Please output the data below exactly as given, starting at its first line and stopping after the line that contains "Target: cockpit window".

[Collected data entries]
****************

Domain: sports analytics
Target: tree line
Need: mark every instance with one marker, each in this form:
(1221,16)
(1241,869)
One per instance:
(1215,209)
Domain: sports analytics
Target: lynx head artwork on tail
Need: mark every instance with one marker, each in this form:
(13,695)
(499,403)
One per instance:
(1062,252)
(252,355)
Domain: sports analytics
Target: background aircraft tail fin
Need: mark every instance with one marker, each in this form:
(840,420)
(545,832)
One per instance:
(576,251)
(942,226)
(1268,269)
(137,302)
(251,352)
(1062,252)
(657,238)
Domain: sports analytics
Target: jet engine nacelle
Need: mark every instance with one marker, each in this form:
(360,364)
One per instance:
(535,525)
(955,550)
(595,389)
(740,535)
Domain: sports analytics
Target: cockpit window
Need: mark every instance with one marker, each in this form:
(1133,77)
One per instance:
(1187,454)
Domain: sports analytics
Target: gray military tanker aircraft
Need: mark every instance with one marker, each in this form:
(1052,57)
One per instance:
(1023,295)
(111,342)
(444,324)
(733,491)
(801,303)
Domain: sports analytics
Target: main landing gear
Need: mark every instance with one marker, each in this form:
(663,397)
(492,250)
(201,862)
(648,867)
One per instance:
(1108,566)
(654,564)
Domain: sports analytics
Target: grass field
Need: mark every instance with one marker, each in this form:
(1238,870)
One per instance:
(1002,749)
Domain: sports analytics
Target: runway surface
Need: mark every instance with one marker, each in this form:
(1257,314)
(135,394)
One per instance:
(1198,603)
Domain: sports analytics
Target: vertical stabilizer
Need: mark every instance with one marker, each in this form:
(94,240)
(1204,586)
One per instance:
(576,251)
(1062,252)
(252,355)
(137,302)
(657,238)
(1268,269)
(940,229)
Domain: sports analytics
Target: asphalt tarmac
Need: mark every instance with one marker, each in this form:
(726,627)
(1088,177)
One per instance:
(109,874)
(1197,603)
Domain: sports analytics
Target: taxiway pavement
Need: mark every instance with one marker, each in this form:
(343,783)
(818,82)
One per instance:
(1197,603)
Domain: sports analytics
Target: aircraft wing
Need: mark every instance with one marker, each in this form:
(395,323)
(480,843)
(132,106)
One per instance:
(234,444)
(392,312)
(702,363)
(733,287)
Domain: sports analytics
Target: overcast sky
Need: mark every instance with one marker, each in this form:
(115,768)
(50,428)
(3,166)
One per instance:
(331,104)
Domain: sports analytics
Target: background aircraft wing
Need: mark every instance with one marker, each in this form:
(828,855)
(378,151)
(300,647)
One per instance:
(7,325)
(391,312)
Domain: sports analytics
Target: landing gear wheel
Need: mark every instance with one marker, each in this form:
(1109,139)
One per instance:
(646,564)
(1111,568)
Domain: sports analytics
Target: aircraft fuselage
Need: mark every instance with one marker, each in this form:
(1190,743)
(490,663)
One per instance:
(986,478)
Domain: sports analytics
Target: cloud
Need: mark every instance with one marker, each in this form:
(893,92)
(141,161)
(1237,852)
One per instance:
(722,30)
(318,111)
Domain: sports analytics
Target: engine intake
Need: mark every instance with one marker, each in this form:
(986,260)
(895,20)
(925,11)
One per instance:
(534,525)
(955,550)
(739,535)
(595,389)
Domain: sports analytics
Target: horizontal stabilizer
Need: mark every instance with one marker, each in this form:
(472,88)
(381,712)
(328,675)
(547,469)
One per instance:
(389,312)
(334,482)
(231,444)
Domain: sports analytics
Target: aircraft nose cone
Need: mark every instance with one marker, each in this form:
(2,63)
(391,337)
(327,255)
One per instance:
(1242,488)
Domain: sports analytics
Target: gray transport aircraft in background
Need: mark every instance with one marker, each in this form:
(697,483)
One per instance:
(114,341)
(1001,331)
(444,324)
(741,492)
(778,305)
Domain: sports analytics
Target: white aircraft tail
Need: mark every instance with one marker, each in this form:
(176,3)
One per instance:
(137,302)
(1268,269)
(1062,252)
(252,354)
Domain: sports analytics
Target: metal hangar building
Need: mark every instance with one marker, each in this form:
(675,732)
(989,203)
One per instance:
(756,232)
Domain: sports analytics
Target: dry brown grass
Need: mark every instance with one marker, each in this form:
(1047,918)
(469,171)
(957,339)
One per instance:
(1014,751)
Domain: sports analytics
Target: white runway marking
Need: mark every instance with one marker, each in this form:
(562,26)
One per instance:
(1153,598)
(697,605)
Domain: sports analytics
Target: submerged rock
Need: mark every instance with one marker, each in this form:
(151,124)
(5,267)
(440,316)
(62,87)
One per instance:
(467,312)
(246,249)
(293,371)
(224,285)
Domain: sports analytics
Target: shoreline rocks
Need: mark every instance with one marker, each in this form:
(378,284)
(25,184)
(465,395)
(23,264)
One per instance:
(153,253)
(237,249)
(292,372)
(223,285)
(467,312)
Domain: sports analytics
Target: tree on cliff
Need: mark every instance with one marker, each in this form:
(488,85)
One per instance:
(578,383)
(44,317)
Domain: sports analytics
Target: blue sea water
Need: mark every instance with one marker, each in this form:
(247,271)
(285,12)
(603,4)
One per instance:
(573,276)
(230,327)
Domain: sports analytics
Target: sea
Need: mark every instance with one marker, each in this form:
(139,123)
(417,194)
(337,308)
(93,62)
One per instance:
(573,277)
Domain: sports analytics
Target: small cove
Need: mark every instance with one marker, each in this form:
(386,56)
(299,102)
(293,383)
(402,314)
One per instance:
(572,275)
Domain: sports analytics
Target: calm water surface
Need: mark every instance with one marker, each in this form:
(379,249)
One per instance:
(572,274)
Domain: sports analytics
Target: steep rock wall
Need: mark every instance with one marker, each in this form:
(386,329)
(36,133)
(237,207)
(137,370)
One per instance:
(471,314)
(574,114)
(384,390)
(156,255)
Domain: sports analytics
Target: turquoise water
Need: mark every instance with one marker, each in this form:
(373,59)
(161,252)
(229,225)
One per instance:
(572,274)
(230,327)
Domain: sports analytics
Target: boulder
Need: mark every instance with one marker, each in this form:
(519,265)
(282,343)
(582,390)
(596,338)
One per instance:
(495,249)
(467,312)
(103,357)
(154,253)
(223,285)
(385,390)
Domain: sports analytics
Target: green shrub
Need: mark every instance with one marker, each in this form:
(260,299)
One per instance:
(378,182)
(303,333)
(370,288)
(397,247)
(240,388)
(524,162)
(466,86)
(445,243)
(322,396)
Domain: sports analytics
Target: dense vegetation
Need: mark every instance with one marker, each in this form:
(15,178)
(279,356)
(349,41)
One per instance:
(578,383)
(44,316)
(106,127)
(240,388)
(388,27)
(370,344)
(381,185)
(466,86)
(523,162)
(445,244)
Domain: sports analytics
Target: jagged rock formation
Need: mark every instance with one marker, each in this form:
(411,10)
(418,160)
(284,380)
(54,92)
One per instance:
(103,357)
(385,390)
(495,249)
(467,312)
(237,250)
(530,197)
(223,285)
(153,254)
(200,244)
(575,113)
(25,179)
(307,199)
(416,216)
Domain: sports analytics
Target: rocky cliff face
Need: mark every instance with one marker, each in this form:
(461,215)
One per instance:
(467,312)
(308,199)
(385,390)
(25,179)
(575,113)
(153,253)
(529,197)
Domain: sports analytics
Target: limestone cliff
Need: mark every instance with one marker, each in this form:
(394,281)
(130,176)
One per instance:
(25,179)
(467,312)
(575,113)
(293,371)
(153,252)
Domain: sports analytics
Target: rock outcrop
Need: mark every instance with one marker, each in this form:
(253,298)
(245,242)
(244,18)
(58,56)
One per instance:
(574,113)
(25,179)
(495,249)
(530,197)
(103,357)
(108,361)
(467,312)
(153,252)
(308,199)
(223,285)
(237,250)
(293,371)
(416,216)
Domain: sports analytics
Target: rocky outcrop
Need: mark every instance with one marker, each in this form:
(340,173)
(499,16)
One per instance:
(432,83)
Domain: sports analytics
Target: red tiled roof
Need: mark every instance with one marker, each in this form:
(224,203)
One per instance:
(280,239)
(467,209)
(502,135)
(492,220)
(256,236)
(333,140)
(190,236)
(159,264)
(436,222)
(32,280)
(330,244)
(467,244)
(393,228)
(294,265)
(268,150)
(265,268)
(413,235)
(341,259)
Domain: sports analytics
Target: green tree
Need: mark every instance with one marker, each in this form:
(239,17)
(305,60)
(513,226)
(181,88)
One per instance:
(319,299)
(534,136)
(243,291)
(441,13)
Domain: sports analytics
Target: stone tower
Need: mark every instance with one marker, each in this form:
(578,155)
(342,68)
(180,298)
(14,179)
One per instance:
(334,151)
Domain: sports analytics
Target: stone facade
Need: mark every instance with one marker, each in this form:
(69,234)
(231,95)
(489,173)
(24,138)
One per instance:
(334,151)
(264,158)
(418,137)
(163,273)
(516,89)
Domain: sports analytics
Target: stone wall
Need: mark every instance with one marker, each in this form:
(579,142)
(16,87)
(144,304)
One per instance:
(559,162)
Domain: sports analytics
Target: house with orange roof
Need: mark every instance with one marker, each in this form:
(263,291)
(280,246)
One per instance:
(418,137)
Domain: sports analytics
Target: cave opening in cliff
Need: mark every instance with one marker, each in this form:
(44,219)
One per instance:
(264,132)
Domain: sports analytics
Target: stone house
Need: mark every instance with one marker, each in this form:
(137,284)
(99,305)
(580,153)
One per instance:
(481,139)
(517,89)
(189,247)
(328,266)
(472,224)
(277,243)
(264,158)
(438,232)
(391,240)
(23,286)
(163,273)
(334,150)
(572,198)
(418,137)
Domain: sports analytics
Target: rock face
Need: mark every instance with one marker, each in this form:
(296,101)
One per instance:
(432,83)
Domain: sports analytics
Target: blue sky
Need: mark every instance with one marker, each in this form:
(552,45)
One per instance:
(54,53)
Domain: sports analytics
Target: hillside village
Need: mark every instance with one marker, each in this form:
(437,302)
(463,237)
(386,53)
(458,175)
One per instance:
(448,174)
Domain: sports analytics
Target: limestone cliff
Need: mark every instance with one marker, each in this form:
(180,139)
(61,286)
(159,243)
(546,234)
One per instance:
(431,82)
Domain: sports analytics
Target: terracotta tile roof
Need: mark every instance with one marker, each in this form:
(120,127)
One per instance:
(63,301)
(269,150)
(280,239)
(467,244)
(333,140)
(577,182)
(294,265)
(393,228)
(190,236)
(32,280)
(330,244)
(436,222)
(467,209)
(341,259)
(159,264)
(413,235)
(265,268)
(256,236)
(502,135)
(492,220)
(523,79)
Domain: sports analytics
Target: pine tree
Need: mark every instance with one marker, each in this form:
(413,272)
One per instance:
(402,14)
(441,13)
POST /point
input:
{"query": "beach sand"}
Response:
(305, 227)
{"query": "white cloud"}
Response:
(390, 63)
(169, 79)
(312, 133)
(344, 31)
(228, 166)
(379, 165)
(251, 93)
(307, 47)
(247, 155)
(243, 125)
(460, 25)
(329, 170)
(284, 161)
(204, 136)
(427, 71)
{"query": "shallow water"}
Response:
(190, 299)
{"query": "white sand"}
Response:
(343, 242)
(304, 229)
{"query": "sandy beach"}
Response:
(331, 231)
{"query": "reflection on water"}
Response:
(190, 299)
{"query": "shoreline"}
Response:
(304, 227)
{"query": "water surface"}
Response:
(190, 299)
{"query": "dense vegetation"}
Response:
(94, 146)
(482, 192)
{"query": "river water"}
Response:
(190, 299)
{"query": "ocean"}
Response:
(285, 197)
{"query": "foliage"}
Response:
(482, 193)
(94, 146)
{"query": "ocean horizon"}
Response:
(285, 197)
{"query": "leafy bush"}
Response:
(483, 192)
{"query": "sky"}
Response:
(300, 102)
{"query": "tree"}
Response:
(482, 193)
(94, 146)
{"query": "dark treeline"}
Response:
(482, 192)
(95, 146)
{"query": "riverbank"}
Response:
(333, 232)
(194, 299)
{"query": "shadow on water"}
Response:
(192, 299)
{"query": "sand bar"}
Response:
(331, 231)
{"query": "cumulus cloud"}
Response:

****************

→ EXERCISE ANSWER:
Domain: sports analytics
Target: tree line
Need: mark every instance with one marker, each in this form:
(1221,16)
(1241,869)
One per instance:
(1215,209)
Domain: sports analytics
Target: lynx head artwork on tail
Need: mark every instance with one marker, each in this form:
(13,695)
(499,403)
One per instance:
(1062,252)
(252,355)
Domain: sports analytics
Target: background aircraft tail fin
Need: mark every instance with one marker, each in this form:
(840,420)
(545,832)
One per instance:
(576,251)
(942,226)
(1268,269)
(137,302)
(251,352)
(1062,252)
(657,238)
Domain: sports analytics
Target: jet engine nacelle
Need: mark every instance with one marker, each in this form:
(360,364)
One per instance:
(535,525)
(955,550)
(595,389)
(740,535)
Domain: sports analytics
Target: cockpit window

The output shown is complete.